Object position labeling rows:
--- --- ---

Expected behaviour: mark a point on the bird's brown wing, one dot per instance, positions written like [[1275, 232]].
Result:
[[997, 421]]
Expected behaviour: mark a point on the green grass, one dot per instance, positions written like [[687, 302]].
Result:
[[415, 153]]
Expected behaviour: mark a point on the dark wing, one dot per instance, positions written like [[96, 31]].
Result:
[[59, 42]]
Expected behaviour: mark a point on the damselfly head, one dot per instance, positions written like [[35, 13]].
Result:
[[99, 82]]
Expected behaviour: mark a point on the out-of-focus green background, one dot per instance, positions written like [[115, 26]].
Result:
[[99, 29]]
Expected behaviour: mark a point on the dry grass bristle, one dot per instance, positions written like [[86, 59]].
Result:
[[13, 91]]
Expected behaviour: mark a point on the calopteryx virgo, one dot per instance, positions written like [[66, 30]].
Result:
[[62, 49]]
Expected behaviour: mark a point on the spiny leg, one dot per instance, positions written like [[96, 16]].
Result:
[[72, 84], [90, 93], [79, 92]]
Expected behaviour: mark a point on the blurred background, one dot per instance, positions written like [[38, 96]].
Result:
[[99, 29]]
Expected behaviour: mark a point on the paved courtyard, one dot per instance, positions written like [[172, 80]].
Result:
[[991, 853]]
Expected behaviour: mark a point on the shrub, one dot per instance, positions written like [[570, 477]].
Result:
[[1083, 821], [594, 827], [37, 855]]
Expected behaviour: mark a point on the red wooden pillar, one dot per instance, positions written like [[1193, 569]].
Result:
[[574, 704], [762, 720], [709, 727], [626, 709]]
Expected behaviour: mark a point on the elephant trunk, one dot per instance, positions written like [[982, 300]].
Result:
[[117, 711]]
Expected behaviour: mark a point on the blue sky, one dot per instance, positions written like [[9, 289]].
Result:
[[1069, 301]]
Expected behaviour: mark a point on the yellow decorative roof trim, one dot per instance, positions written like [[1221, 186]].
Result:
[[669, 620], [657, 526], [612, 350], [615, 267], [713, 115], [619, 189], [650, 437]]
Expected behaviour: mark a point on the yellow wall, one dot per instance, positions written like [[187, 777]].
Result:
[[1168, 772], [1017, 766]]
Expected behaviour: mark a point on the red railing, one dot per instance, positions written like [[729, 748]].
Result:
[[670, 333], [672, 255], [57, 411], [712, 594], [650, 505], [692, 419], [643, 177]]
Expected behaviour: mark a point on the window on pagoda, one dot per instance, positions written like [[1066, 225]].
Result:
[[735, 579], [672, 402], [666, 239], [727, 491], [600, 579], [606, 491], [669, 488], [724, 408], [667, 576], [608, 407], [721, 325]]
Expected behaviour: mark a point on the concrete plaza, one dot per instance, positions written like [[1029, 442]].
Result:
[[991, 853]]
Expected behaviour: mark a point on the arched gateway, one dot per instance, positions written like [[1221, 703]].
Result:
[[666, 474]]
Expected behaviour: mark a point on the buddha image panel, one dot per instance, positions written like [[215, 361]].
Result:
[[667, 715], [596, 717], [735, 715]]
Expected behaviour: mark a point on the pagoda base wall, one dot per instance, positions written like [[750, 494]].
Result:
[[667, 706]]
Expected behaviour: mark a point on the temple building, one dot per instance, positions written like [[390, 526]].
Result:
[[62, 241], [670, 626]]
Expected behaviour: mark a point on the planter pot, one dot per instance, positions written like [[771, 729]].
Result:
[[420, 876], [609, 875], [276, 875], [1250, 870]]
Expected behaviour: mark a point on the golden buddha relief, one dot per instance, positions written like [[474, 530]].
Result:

--- --- ---

Stated problem: Please copy out every row above word for word.

Response below:
Expected behaviour: mark a point on the bird's brown wing, one dot per instance, positions written like [[1275, 232]].
Result:
[[997, 421]]
Expected behaviour: mark a point on the green grass, one dot per instance, positions written like [[687, 302]].
Result:
[[415, 153]]
Expected behaviour: mark a point on the dark wing, one dot per instance, positions written like [[96, 31]].
Result:
[[59, 42]]
Expected behaviour: mark a point on the damselfly head, one dot per instance, positions written like [[35, 13]].
Result:
[[99, 82]]
Expected behaviour: mark a point on the out-of-focus green background, one dot per instance, positions written like [[115, 26]].
Result:
[[99, 29]]
Expected behaviour: mark a point on the dry grass bristle, one dot per instance, positions written like [[86, 59]].
Result:
[[13, 91]]
Expected behaviour: mark a point on the calopteryx virgo, one dot per instance, positions written like [[66, 30]].
Result:
[[62, 49]]
Expected behaviour: mark a point on the spiny leg, one dot per instance, positions written like [[96, 16]].
Result:
[[72, 84], [90, 93], [79, 92]]
Expected behaviour: mark a point on the blurred background, one dot per instance, positions written like [[38, 96]].
Result:
[[99, 29]]
Expected behaviour: mark a point on the paved courtyard, one dot per instance, positions written like [[172, 80]].
Result:
[[991, 853]]
Expected behaviour: mark a point on the shrub, one dot per instance, positions written like [[570, 477]].
Result:
[[1083, 821], [594, 827], [37, 855]]
Expected behaviour: mark a point on the red wooden pillar, one dot per instance, positions written like [[1193, 569]].
Result:
[[574, 704], [762, 720], [709, 727], [626, 709]]
Expected behaviour: mark a point on the elephant trunk, one dot per instance, positions written like [[982, 300]].
Result:
[[117, 711]]
Expected behaviour: mark a point on the blue sky, one dot per instance, positions written like [[9, 289]].
Result:
[[1069, 301]]
Expected behaviour: mark a point on the yellow decorative roof trim, one dot per instance, positions written like [[1221, 186]].
Result:
[[669, 620], [657, 526], [612, 350], [615, 267], [713, 115], [619, 189], [650, 437]]
Expected behaviour: mark a point on the yellow wall, one dot per instance, positions written like [[187, 777]].
Result:
[[1168, 772], [1017, 766]]
Expected behaviour: mark a point on the red railing, one dot per instance, positions written like [[729, 748]].
Result:
[[670, 333], [672, 255], [57, 411], [712, 594], [650, 505], [692, 419], [643, 177]]
Expected behaviour: mark a point on the window on pagoda, one dot per instance, positions written like [[1066, 225]].
Result:
[[735, 579], [672, 402], [666, 239], [727, 491], [600, 579], [606, 491], [669, 488], [724, 408], [667, 576], [608, 407], [721, 325]]
Expected behaviour: mark a point on the concrete plaza, one dot per instance, positions written like [[1029, 442]].
Result:
[[991, 853]]
Expected behaviour: mark a point on the arched gateway, one dot per instance, positions written like [[1221, 703]].
Result:
[[666, 474]]
Expected behaviour: mark a point on the buddha image panel, one dot per instance, positions written like [[215, 361]].
Result:
[[667, 715], [596, 717], [735, 715]]
Expected behaviour: mark a point on the pagoda base wall, one dot per instance, positions written like [[750, 494]].
Result:
[[667, 706]]
Expected behaviour: mark a point on the temple building, one dot per instance, positions written like [[390, 526]].
Result:
[[62, 241], [670, 626]]
Expected behaviour: mark a point on the planter pot, one dot per instance, positions written like [[771, 729]].
Result:
[[420, 876], [609, 875], [276, 875], [1250, 870]]
Expected behaviour: mark a point on the golden buddha relief, one dot per instance, positions written like [[474, 530]].
Result:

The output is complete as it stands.